>> begin Exercise data

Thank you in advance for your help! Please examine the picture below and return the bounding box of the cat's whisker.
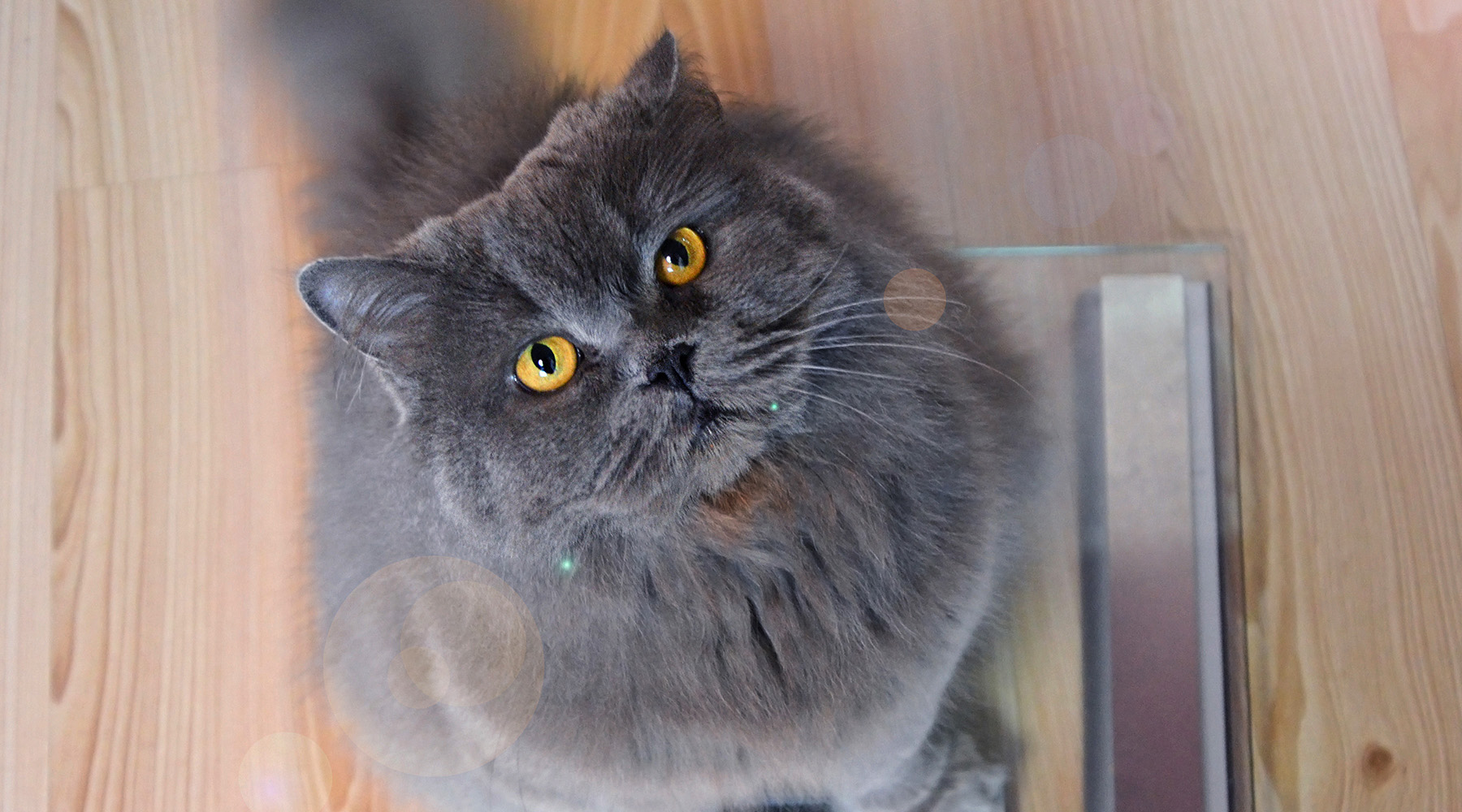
[786,387,902,439]
[797,364,918,386]
[811,336,1035,400]
[766,243,848,324]
[808,296,969,318]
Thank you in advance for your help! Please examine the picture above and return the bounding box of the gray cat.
[276,0,1034,812]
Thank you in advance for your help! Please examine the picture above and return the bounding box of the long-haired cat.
[276,0,1032,812]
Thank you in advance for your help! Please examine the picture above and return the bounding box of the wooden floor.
[0,0,1462,812]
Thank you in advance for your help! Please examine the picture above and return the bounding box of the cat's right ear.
[296,257,433,371]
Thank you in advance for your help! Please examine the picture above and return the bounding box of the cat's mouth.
[677,395,744,451]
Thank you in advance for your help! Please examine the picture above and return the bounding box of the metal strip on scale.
[1076,274,1230,812]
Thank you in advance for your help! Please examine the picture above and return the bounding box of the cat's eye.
[513,336,579,391]
[655,227,706,285]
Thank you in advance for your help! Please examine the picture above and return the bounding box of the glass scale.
[958,244,1252,812]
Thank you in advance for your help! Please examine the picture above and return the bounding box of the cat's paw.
[917,733,1009,812]
[851,733,1009,812]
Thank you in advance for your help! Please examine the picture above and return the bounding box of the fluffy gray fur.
[279,0,1032,812]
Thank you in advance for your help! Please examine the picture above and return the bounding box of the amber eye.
[655,227,706,285]
[513,336,579,391]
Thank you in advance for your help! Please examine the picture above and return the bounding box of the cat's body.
[271,2,1031,812]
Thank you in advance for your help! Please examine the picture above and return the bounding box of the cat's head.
[300,33,929,523]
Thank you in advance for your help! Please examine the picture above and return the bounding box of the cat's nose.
[645,342,696,395]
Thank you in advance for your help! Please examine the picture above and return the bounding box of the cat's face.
[301,37,867,523]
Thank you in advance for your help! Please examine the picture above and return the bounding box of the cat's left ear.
[296,257,435,373]
[621,31,681,104]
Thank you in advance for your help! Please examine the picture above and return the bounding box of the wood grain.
[11,0,1462,812]
[0,0,55,812]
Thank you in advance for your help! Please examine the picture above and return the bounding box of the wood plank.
[55,0,223,188]
[0,0,55,812]
[766,0,1462,809]
[50,170,326,810]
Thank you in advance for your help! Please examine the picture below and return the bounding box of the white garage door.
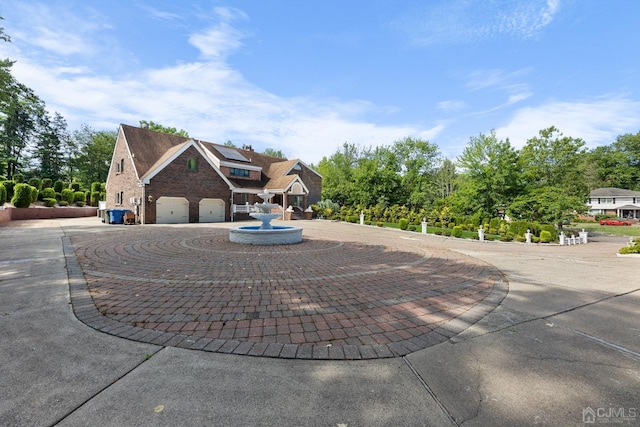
[156,197,189,224]
[199,199,225,222]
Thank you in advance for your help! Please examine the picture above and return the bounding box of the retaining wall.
[0,207,98,225]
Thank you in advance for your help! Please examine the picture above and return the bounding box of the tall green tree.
[32,112,71,181]
[140,120,189,138]
[454,130,522,216]
[69,125,118,184]
[316,142,361,205]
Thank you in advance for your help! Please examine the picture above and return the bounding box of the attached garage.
[156,197,189,224]
[199,199,225,222]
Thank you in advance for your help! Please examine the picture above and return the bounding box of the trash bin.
[107,209,127,224]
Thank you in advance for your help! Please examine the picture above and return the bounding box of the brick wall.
[144,147,231,224]
[106,133,143,210]
[0,207,98,224]
[291,165,322,206]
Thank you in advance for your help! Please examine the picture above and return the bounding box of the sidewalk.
[0,218,640,426]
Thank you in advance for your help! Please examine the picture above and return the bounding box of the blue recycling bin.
[107,209,127,224]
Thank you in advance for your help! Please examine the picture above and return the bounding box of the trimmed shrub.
[60,188,75,206]
[2,181,16,200]
[0,183,7,206]
[91,191,100,206]
[42,197,58,208]
[40,187,56,202]
[73,191,87,204]
[27,184,40,203]
[27,178,42,190]
[11,183,33,208]
[540,230,552,243]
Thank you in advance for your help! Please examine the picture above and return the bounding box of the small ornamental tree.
[0,184,7,206]
[11,183,33,208]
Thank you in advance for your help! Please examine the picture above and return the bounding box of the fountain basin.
[229,225,302,245]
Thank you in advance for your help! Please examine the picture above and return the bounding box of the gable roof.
[120,124,320,190]
[590,187,640,197]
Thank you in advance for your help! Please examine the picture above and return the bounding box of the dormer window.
[229,168,249,178]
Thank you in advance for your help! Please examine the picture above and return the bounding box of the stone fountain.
[229,191,302,245]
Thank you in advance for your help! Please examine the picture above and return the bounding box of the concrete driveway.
[0,218,640,426]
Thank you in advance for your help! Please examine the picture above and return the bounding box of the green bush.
[40,187,56,202]
[60,188,75,206]
[11,183,33,208]
[91,191,100,207]
[540,230,553,243]
[0,184,7,206]
[27,178,42,191]
[2,181,16,200]
[73,191,87,203]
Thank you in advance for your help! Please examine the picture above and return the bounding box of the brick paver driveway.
[67,221,507,359]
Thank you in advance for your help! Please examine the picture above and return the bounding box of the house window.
[229,168,249,178]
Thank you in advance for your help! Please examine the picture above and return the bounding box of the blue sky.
[0,0,640,163]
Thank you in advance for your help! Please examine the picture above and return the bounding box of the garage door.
[156,197,189,224]
[199,199,225,222]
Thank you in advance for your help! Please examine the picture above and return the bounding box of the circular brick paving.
[71,227,506,359]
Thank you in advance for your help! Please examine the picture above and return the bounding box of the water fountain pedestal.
[229,191,302,245]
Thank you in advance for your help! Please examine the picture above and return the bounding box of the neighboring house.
[587,187,640,218]
[106,124,322,224]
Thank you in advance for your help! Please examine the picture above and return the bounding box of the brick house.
[106,124,322,224]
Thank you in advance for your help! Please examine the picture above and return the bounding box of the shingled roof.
[120,124,312,189]
[590,187,640,197]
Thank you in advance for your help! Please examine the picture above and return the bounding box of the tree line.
[314,126,640,224]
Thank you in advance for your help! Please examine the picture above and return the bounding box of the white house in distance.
[587,187,640,219]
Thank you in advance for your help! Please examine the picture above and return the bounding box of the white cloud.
[391,0,559,45]
[496,96,640,148]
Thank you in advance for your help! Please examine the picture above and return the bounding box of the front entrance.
[156,197,189,224]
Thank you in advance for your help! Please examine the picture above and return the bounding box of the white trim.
[142,139,233,189]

>> end Exercise data

Problem to work on:
Reproduce all of the data above word for word, leaving out the pictures.

Exercise output:
Thank you in advance for your help! Please examine the picture below and return the bounding box of the cat's whisker.
[786,387,902,439]
[797,364,918,386]
[811,336,1035,400]
[766,243,848,324]
[808,296,969,318]
Thank you in advance for your help! Please examine the picture above and return the bounding box of the gray cat.
[276,0,1034,812]
Thank you in advance for your help! Please examine the picture above and return the bounding box of the long-haired cat.
[276,0,1032,812]
Thank you in advance for your help! Please examine the picture above and return the bounding box of the wooden floor.
[0,0,1462,812]
Thank you in advance for your help! Please examine the picture above and return the bounding box of the cat's right ear.
[296,257,433,371]
Thank you in advance for your help! Please examine the picture above and return the bounding box of the cat's mouth.
[677,395,744,451]
Thank you in advance for your help! Please examine the picture above and return the bounding box of the metal strip on scale.
[1076,274,1230,812]
Thank you in advance for your help! Please examine the picture above and return the bounding box of the cat's eye.
[513,336,579,391]
[655,227,706,285]
Thank you in advance for your help! Please examine the picture above and return the bounding box of the glass scale.
[958,244,1252,812]
Thank you in advance for your help! Please examine the picture above and return the bounding box of the cat's paw.
[917,733,1009,812]
[851,733,1009,812]
Thank you in advance for your help! Please examine the picture above and return the bounding box of the fluffy gray fur.
[279,0,1032,812]
Thank you in advance for your help! Please examine the picture above and return the bounding box of the amber eye.
[655,227,706,285]
[513,336,579,391]
Thank you in advance for your help! Please examine the picture above and return the bounding box of the cat's body.
[271,2,1031,812]
Thank you in advance for your help! Please examine the picture above and return the bounding box of the cat's head.
[300,33,929,523]
Thank you in advance for your help! Please examine the picture above and return the bounding box of the cat's nose.
[645,342,696,395]
Thank you in advance for your help! Please examine the picture above and return the bounding box of the cat's face.
[301,37,867,523]
Thank you in advance for your help! Please examine the picture above and return the bounding box of the cat's left ear.
[296,257,435,373]
[621,31,681,104]
Thank you in advance for your help! Please examine the picture above and return the bounding box of the wood grain.
[11,0,1462,812]
[0,0,55,812]
Thank you in advance for your help! Please examine the picture above and return the bounding box of the wood plank.
[55,0,223,188]
[0,0,55,812]
[766,0,1462,809]
[50,170,326,810]
Thank you in advance for your help! Please examine the picture below and return the bounding box of the white garage door.
[156,197,189,224]
[199,199,225,222]
Thank you in advance for your help! Please examine the picture above and return the bounding box of the retaining wall.
[0,207,98,225]
Thank you in advance for your help! Please examine the picture above and return the bounding box of the tall green tree.
[32,112,71,181]
[140,120,189,138]
[454,130,522,216]
[69,125,118,184]
[316,142,361,205]
Thank you in advance for your help! Please examine the picture above and return the bounding box of the attached garage.
[156,197,189,224]
[199,199,225,222]
Thank you in advance for your help! Please examine the picture above and return the bounding box of the trash bin.
[107,209,127,224]
Thank you in advance for your help! Please examine the picture above and return the bounding box of the brick wall.
[144,147,231,224]
[106,133,143,210]
[0,207,98,224]
[291,165,322,206]
Thank you in advance for your help! Please examine the picture above and return the bounding box of the sidewalk.
[0,218,640,426]
Thank you in advance for your help! Please examine the picture above and return the bounding box of the blue recycling bin.
[107,209,127,224]
Thank you in advance for your help! Please examine the picture above and return the bounding box of the trimmed shrub.
[60,188,75,206]
[2,181,16,200]
[0,183,7,206]
[91,191,100,206]
[42,197,58,208]
[40,187,56,202]
[73,191,87,204]
[27,184,40,203]
[27,178,42,190]
[11,183,33,208]
[540,230,552,243]
Thank you in advance for your help! Please examine the picture above and return the bounding box of the small ornamental tree.
[0,184,7,206]
[11,183,33,208]
Thank you in advance for your help! Please examine the picture above and return the bounding box of the fountain basin.
[229,225,302,245]
Thank you in advance for your help! Please examine the picture above and return the bounding box of the gable roof.
[120,124,320,190]
[590,187,640,197]
Thank you in advance for your help! Please examine the picture above and return the bounding box of the dormer window.
[229,168,249,178]
Thank you in advance for your help! Please examine the picture above and return the bounding box of the stone fountain.
[229,191,302,245]
Thank you in advance for your help! Please examine the picture above and return the bounding box of the concrete driveway.
[0,218,640,426]
Thank you in advance for your help! Please examine the picture above and return the bounding box of the green bush.
[40,187,56,202]
[60,188,75,206]
[11,183,33,208]
[91,191,100,207]
[540,230,553,243]
[0,184,7,206]
[27,178,42,191]
[2,181,16,200]
[73,191,87,203]
Thank you in advance for your help! Please examine the picture above and return the bounding box of the brick paver driveway.
[67,221,507,359]
Thank you in advance for your help! Please examine the picture above and return the bounding box of the house window.
[229,168,249,178]
Thank you in advance for your help! Please examine the picture above and return the bounding box of the blue sky.
[0,0,640,163]
Thank you in advance for your help! Please examine the picture above and return the bounding box of the garage door.
[156,197,189,224]
[199,199,225,222]
Thank you in advance for your help! Please examine the picture above and return the bounding box of the circular brick paving.
[71,227,506,359]
Thank you in advance for your help! Please examine the picture above and return the bounding box of the water fountain pedestal.
[229,191,302,245]
Thank you in advance for your help! Please examine the picture above and return the bounding box of the neighboring house.
[587,187,640,218]
[106,124,322,224]
Thank you in advance for your help! Please examine the picture above and return the bounding box of the brick house.
[106,124,322,224]
Thank you in advance for your help! Please examine the picture above and return the bounding box of the shingled roof.
[120,124,312,189]
[590,187,640,197]
Thank you in advance for your help! Please examine the picture above and return the bounding box of the tree line.
[314,126,640,224]
Thank you in advance for your help! Please examine the picture above and return the bounding box of the white house in distance.
[587,187,640,219]
Thank you in advance for your help! Please examine the picture above and return the bounding box of the white cloud.
[391,0,559,45]
[496,96,640,148]
Thank you in advance for your help! Please examine the picture above and return the bounding box of the front entrance.
[156,197,189,224]
Thank you in advance for your help! Please examine the picture above and return the bounding box of the white trim.
[142,139,233,189]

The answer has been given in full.